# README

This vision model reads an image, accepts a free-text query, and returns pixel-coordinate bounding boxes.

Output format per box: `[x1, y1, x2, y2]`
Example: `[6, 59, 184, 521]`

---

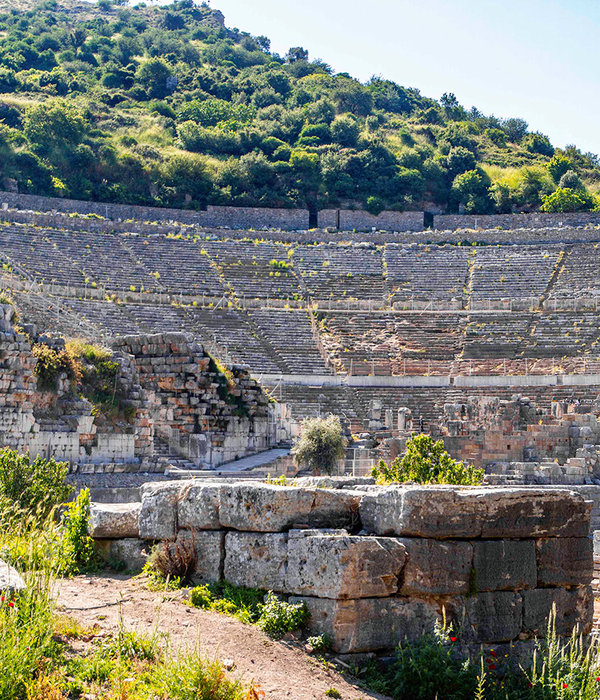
──────
§ **YOUR INSTRUCTIONS**:
Extract every line of the rows above verbatim, leaving the pictures out of your answer.

§ **RESULT FOR THIS EXERCISE**:
# README

This vision model reads an image, accepts a free-text query, and returns pixel-coordinate bounding boxes.

Output format per box: `[x1, y1, x2, y2]`
Example: `[6, 59, 184, 521]`

---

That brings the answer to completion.